(Records shown Opens)

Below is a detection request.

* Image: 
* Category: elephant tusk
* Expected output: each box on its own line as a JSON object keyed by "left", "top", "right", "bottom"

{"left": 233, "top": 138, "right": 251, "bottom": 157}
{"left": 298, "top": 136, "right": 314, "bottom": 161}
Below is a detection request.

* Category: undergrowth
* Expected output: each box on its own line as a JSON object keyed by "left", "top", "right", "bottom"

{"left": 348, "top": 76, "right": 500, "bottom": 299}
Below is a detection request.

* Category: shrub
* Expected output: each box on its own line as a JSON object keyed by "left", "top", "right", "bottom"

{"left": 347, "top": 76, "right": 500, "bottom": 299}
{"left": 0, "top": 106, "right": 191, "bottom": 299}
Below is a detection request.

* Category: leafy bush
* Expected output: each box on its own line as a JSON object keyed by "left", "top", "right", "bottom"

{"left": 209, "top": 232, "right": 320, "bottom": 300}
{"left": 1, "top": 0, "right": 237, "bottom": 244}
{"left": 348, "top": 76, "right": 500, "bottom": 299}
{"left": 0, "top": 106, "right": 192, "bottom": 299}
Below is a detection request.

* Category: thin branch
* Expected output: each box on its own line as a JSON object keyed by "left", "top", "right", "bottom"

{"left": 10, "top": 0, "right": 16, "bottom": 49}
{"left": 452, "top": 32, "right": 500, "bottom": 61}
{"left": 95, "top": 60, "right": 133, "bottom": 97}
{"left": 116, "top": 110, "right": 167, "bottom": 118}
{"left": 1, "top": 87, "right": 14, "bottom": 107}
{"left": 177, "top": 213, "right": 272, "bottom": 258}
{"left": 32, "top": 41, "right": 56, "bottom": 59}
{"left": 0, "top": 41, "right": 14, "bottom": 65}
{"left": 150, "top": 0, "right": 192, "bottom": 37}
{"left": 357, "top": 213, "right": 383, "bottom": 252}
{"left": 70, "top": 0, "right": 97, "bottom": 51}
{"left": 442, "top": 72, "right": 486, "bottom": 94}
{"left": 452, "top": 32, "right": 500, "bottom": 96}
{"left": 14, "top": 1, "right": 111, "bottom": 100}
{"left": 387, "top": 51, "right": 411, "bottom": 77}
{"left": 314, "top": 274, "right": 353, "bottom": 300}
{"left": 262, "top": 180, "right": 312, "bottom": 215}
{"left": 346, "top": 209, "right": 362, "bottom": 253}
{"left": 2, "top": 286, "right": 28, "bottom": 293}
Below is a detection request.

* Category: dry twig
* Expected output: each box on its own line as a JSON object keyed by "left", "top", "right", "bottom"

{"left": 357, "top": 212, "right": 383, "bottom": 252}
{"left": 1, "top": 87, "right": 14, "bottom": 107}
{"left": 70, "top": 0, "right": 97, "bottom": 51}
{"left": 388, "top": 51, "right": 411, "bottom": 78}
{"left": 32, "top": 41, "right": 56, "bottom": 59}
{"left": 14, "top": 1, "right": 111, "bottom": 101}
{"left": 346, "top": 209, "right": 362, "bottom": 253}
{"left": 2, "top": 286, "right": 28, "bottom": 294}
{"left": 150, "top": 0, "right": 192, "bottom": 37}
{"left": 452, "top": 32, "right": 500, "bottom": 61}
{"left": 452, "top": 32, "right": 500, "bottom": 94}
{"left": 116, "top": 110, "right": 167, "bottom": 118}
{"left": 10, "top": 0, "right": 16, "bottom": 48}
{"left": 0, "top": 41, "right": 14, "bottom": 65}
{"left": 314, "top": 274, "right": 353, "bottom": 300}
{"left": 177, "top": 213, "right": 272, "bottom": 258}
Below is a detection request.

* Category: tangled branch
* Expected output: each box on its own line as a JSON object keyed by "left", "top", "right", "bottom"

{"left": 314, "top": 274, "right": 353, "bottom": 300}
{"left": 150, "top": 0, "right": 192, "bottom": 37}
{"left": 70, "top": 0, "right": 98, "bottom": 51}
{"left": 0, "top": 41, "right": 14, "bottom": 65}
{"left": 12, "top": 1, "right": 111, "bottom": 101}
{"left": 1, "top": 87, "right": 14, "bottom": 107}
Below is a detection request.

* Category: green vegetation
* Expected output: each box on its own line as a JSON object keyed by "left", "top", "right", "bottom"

(Records shown Closes)

**Exercise details:** Return every line from the entries above that contains the word "branch".

**Answer to the exercise:**
* Category: thin branch
* Category: tangled branch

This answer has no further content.